_Extracted entries_

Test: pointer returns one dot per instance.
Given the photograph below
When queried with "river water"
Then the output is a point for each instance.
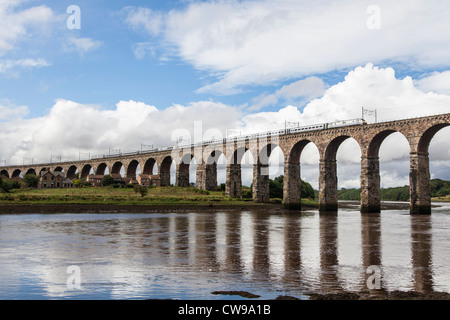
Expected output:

_Problem_
From the material above, gather all lines that include the string "output" and copy them.

_Exercise response_
Then the output is a point for each instance.
Expected output:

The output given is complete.